PROVIDED RECORDS Start Marker
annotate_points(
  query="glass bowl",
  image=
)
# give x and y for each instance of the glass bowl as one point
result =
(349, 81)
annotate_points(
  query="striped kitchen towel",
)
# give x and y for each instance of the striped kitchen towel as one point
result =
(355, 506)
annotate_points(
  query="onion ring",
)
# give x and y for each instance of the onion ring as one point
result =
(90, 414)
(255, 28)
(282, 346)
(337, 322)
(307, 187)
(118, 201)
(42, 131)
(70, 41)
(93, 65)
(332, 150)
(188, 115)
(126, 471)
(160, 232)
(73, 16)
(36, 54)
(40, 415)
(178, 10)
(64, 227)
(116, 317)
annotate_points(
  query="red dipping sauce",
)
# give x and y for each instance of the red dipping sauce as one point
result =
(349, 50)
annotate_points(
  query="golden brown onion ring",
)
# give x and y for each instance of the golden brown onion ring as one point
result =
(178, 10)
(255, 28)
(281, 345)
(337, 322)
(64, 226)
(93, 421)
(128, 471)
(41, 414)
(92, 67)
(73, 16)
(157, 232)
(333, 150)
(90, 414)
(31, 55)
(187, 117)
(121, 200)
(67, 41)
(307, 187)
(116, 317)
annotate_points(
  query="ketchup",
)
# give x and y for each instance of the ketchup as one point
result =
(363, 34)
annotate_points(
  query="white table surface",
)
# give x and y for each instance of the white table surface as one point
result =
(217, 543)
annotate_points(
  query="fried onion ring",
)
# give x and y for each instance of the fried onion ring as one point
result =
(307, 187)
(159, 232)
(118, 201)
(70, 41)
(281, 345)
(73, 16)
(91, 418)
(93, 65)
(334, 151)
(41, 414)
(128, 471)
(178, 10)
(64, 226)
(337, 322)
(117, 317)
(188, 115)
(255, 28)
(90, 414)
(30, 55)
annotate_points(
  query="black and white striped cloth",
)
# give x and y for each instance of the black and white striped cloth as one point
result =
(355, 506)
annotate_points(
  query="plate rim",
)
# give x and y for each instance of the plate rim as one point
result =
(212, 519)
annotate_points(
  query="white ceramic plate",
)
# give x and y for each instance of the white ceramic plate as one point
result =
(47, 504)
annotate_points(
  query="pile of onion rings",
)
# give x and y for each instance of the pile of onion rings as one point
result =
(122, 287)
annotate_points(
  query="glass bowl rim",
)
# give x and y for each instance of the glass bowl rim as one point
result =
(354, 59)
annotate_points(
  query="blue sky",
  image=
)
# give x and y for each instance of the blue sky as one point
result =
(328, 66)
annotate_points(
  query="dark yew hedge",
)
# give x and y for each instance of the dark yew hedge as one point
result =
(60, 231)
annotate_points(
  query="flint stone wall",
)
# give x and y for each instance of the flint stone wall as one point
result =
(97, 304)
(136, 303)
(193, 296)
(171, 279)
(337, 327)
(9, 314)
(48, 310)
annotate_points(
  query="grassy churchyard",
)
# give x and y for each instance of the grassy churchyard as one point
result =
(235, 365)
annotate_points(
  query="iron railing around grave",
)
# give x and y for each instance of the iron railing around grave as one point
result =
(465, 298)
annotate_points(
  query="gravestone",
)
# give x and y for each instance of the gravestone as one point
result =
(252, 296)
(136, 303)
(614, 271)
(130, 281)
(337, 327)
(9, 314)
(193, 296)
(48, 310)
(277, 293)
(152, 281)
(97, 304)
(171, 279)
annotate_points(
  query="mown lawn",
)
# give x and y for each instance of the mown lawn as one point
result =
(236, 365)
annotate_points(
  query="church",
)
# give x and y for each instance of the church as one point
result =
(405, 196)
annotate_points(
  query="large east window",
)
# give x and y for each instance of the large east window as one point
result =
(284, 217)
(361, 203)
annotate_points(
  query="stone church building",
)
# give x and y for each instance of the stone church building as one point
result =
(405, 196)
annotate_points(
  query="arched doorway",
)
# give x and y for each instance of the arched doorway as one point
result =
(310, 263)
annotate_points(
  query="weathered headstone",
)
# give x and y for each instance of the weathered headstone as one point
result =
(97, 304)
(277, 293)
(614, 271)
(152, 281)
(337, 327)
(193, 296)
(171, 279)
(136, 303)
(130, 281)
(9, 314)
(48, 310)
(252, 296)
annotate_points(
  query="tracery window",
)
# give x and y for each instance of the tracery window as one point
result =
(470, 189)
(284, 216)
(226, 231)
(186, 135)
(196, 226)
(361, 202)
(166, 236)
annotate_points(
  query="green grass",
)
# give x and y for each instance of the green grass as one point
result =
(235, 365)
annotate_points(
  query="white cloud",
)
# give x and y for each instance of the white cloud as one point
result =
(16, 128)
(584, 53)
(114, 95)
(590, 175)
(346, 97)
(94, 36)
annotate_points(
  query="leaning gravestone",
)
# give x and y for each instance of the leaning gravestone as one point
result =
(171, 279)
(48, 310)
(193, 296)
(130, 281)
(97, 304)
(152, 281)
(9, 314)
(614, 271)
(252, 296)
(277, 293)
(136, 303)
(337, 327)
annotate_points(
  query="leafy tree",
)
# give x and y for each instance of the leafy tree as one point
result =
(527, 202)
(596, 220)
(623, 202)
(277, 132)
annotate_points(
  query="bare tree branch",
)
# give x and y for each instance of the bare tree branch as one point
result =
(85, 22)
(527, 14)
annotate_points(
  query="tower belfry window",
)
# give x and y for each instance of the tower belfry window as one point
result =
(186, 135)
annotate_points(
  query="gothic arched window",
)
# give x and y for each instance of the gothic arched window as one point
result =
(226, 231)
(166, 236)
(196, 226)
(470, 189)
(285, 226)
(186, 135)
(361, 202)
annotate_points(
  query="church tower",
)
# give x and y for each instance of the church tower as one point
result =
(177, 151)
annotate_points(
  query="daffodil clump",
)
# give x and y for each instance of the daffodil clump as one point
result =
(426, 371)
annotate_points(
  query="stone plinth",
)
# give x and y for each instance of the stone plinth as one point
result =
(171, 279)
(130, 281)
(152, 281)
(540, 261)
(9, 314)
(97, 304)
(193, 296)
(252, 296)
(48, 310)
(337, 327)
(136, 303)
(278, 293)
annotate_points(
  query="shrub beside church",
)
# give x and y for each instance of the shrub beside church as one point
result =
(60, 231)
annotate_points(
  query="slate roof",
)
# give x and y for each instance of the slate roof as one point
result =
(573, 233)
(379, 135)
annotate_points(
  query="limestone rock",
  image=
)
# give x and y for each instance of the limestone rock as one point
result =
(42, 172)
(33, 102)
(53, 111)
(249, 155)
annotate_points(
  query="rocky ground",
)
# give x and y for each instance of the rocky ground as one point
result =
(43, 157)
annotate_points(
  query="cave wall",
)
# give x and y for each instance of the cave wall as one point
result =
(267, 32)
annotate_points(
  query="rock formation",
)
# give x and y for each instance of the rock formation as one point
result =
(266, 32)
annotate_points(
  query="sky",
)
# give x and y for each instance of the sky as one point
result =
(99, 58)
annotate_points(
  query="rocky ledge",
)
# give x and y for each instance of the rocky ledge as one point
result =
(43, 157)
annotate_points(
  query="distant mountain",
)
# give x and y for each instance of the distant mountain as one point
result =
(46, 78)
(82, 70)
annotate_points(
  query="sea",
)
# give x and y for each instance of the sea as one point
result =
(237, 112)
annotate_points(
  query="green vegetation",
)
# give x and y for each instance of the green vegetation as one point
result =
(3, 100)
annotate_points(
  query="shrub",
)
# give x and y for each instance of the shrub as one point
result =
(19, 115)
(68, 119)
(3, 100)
PROVIDED RECORDS End Marker
Where a line of the data holds the word "flint", copy that line.

TASK RESULT
  query="flint stone wall",
# give x and y for each instance of the flint stone wall as one point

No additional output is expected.